課題 =
1) 本文のうち、「彼らはリモコン戦車のようなロボットと、まるで宇宙服のような耐爆弾スーツを使う.」で始まり「完全武装した兵士が銃を構えて、市民に、近づくな!と叫ぶ.」まで続く部分を、一字一句変えずにもう一度書き出す。
2) エントリーの中から、「white」という文字列を含む行をすべて選び出す。大文字と小文字は区別する。

==== 本文

2004年イラクでのアメリカ軍爆発物処理チームの男たちを描く.
彼らはリモコン戦車のようなロボットと、まるで宇宙服のような耐爆弾スーツを使う.
原題の「THE HURT LOCKER」とは、このスーツのことか?

バクダッドは古代から栄えた土地だが、街の映像は荒廃している.
ここにいるアメリカ軍は、この国を「解放」したはずなのだが、毎日のように爆弾テロがある.
完全武装した兵士が銃を構えて、市民に、近づくな!と叫ぶ.
爆弾処理を遠巻きに見物する人々.
彼らの中に、これを仕掛けた人間がいる.
兵士の銃眼を通して人々の顔が映る.
誰も信じられない.
アフガニスタンからあと、アメリカの戦争は変質した.
嘗ての「共産主義との戦い」などとはまるで違う.
自分たちは誰を守ろうとしているのか.
兵士たちの憔悴が画面にあふれる.

新任のジェームズ軍曹(ジェレミー・レナー)がチームに参加する.
この男、危険を恐れない.
起爆装置の解除が困難であればあるほど、その作業にのめり込む.
死ぬ時は一緒だと考えているのか、耐爆弾スーツを外して作業をしたりする.
チームのサンボーン(アンソニー・マッキー)は、ジェームズが無謀で自分勝手だと反発する.
それでもジェームズは、淡々と仕事をこなす.
映画は、この男を「ヒーロー」のように描いていない.
この男はどこか一線を越えて、自分も世界も何が「ヘン」だか考えることをやめたのだ.
襲撃されれば即応戦する、ヤツラの爆弾はさっさと始末する、命をかけて.

========
==== データ行

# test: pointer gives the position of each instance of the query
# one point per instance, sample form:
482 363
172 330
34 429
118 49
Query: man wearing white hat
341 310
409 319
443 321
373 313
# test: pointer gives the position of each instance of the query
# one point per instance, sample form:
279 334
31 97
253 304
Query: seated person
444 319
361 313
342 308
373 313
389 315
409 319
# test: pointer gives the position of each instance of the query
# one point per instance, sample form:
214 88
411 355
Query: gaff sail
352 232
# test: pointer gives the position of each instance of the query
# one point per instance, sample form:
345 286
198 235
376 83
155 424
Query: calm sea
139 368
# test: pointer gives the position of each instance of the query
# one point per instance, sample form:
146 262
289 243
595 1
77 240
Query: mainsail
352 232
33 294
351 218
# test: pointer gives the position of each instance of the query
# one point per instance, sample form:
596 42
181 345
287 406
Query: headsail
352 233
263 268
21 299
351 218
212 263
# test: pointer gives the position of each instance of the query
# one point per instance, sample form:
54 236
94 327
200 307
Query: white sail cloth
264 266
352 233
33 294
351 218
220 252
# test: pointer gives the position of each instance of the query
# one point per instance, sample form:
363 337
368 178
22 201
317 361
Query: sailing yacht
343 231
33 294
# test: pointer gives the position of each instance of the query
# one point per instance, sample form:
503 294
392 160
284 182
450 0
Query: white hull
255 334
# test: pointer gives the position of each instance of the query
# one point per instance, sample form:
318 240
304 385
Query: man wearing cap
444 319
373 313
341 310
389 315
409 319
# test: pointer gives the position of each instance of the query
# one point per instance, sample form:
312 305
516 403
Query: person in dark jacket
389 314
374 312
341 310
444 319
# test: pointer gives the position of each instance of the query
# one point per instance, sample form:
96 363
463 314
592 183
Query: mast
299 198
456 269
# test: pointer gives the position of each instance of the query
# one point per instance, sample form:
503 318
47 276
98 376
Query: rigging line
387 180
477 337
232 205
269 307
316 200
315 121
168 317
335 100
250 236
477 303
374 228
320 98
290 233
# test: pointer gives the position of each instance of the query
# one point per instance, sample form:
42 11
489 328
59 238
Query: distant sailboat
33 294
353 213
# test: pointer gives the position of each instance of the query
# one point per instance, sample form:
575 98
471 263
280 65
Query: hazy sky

========

解答 =
1)
彼らはリモコン戦車のようなロボットと、まるで宇宙服のような耐爆弾スーツを使う.
原題の「THE HURT LOCKER」とは、このスーツのことか?

バクダッドは古代から栄えた土地だが、街の映像は荒廃している.
ここにいるアメリカ軍は、この国を「解放」したはずなのだが、毎日のように爆弾テロがある.
完全武装した兵士が銃を構えて、市民に、近づくな!と叫ぶ.

2)
Query: man wearing white hat
Query: white sail cloth
Query: white hull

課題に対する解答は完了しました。